[[ Supplied material, beginning ]]

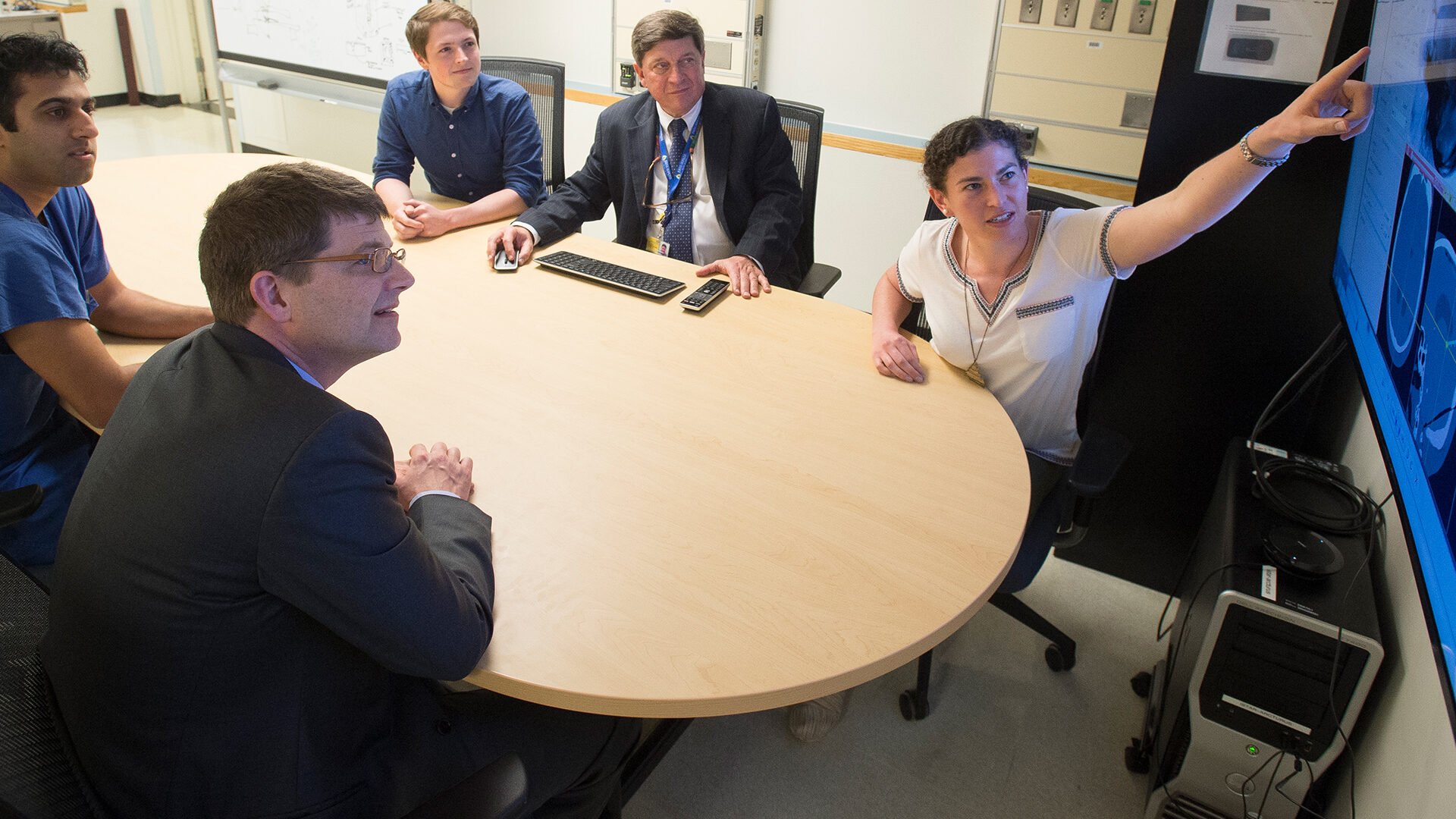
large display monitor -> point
(1395, 275)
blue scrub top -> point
(46, 271)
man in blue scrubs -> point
(475, 134)
(55, 289)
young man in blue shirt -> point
(475, 134)
(57, 289)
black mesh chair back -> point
(546, 83)
(804, 126)
(36, 773)
(1060, 519)
(1037, 199)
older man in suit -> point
(696, 171)
(254, 599)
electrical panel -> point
(1142, 20)
(733, 39)
(1084, 76)
(1066, 12)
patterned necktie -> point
(677, 232)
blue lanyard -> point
(674, 175)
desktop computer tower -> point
(1239, 720)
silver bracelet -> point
(1256, 159)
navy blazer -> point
(750, 174)
(243, 618)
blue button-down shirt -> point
(487, 145)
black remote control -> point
(701, 297)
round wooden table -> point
(695, 513)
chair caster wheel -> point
(910, 706)
(1059, 662)
(1134, 760)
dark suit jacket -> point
(243, 617)
(750, 174)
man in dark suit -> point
(253, 599)
(695, 171)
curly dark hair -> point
(960, 139)
(33, 55)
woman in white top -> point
(1014, 297)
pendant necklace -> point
(974, 371)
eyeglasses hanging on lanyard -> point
(676, 191)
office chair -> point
(36, 779)
(1063, 516)
(804, 126)
(36, 776)
(546, 83)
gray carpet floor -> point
(1005, 736)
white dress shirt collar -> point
(691, 118)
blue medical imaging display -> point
(1395, 273)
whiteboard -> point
(356, 41)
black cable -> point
(1174, 651)
(1375, 535)
(1244, 792)
(1279, 789)
(1359, 516)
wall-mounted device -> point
(1068, 12)
(1081, 79)
(733, 39)
(1142, 20)
(1251, 14)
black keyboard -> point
(613, 275)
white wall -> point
(905, 69)
(1405, 754)
(93, 31)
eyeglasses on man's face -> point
(664, 67)
(379, 260)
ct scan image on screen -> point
(1416, 330)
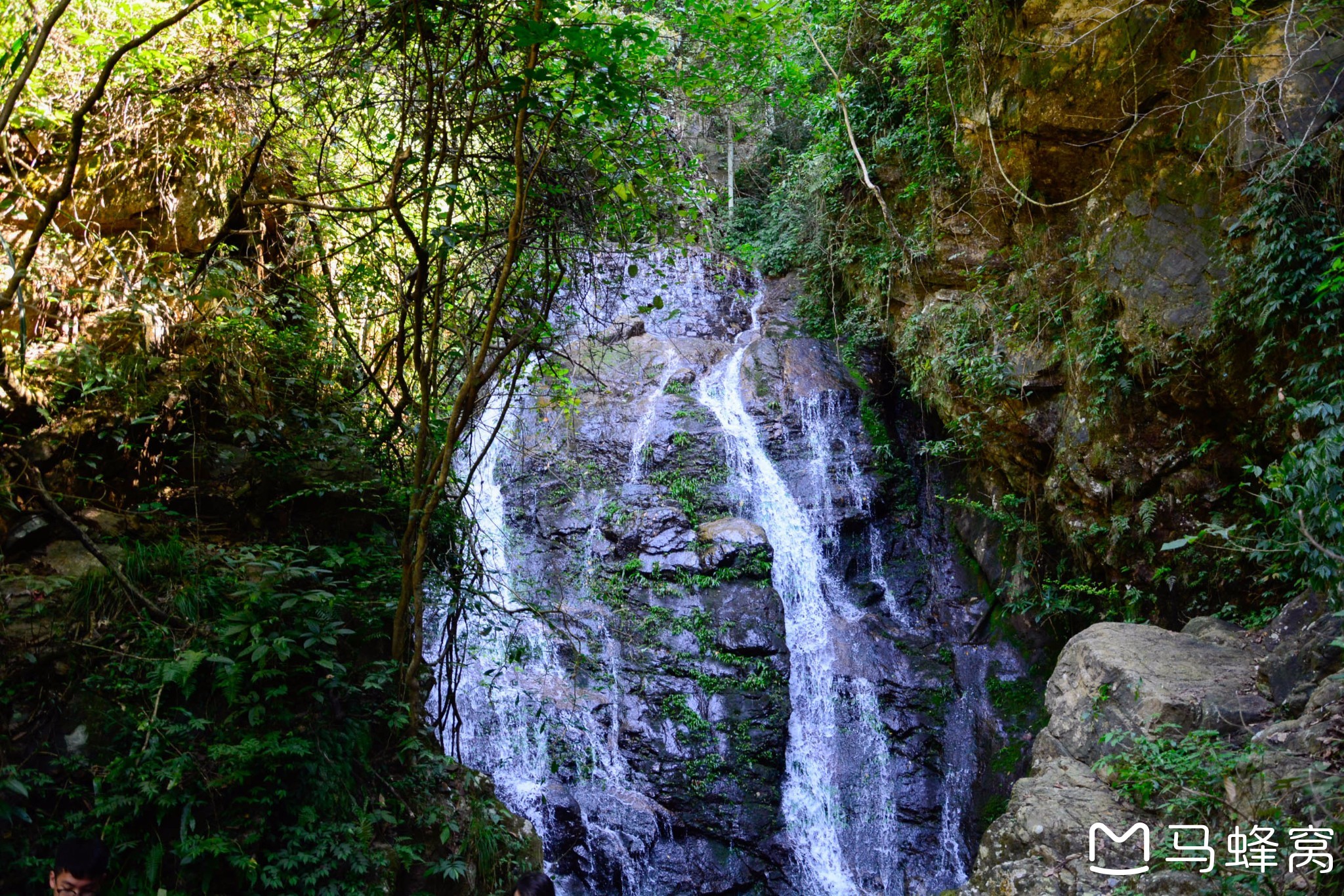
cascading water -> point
(809, 806)
(639, 731)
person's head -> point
(534, 883)
(79, 868)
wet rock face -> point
(1131, 680)
(650, 744)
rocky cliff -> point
(751, 675)
(1234, 729)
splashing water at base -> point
(809, 797)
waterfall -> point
(499, 712)
(810, 809)
(867, 769)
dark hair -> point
(534, 883)
(84, 859)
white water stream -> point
(526, 711)
(810, 809)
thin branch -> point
(854, 144)
(136, 594)
(16, 91)
(1301, 524)
(77, 128)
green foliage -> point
(264, 748)
(1181, 777)
(1077, 602)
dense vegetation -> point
(986, 262)
(265, 264)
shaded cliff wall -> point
(1109, 233)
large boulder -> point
(1120, 678)
(730, 540)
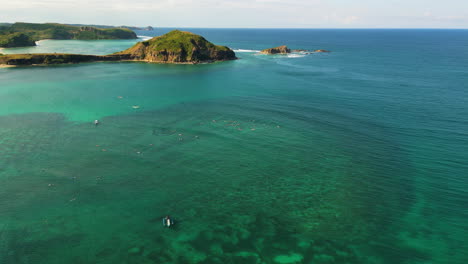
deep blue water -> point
(354, 156)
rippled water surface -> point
(355, 156)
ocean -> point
(354, 156)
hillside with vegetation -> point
(178, 47)
(60, 31)
(18, 39)
(173, 47)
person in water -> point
(167, 221)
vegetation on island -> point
(17, 39)
(60, 31)
(178, 47)
(278, 50)
(173, 47)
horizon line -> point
(156, 27)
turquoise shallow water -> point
(357, 156)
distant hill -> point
(60, 31)
(104, 26)
(177, 47)
(17, 39)
(173, 47)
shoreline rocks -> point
(278, 50)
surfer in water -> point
(167, 221)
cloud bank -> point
(243, 13)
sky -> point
(243, 13)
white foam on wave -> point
(244, 50)
(144, 37)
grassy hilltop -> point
(173, 47)
(35, 32)
(178, 47)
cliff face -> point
(177, 47)
(278, 50)
(60, 31)
(16, 40)
(174, 47)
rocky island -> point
(26, 34)
(178, 47)
(285, 50)
(278, 50)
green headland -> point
(26, 34)
(173, 47)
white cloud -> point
(241, 13)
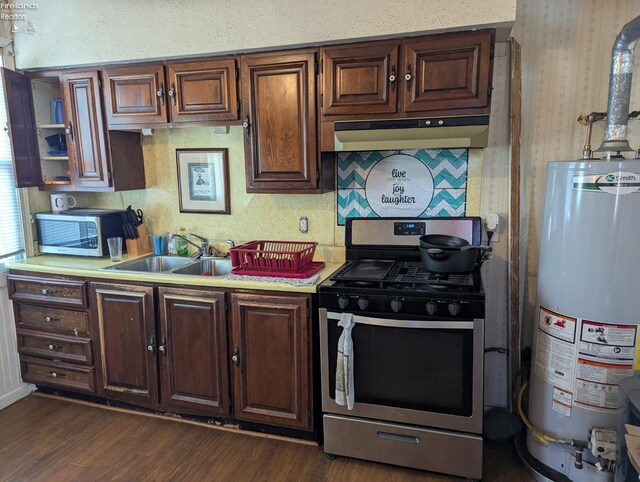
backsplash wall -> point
(253, 216)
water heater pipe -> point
(615, 139)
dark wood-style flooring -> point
(44, 439)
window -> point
(11, 235)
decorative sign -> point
(411, 183)
(399, 185)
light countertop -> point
(94, 268)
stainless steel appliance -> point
(418, 346)
(81, 232)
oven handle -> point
(367, 320)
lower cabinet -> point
(271, 359)
(180, 350)
(125, 325)
(193, 351)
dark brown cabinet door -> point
(271, 352)
(360, 79)
(193, 352)
(279, 104)
(21, 129)
(203, 91)
(447, 72)
(135, 95)
(125, 327)
(85, 131)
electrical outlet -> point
(304, 224)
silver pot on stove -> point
(442, 253)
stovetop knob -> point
(363, 303)
(454, 308)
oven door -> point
(419, 372)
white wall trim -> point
(17, 394)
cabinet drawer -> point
(57, 374)
(58, 347)
(57, 319)
(48, 290)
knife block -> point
(141, 245)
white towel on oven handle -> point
(344, 370)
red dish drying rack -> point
(282, 259)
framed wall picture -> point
(203, 180)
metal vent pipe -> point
(615, 137)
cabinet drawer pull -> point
(236, 356)
(160, 94)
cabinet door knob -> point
(236, 356)
(151, 345)
(393, 78)
(160, 94)
(69, 130)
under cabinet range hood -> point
(434, 132)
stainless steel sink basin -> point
(153, 264)
(217, 267)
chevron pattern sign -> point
(413, 183)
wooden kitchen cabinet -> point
(360, 78)
(450, 71)
(21, 129)
(124, 316)
(135, 95)
(271, 359)
(279, 111)
(194, 364)
(203, 90)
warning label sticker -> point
(597, 383)
(561, 402)
(606, 341)
(555, 350)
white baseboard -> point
(15, 395)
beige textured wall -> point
(72, 32)
(566, 52)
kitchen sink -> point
(217, 267)
(153, 264)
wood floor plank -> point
(47, 439)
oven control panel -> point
(412, 228)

[[ Supplied material, end ]]

• Work instructions: Your output should be the lines from the one with "chevron pattern sign -> point" through the last line of the entries above, copied exactly and nothing more.

• Response area:
chevron pattern sign -> point
(413, 183)
wooden kitchen cabinet -> point
(360, 78)
(450, 71)
(21, 129)
(124, 316)
(135, 95)
(271, 359)
(279, 111)
(194, 364)
(203, 90)
warning label sticker -> point
(597, 383)
(561, 402)
(606, 341)
(555, 350)
white baseboard -> point
(15, 395)
beige textured wall -> point
(72, 32)
(566, 52)
kitchen sink -> point
(217, 267)
(153, 264)
wood floor plank -> point
(47, 439)
oven control panel -> point
(412, 228)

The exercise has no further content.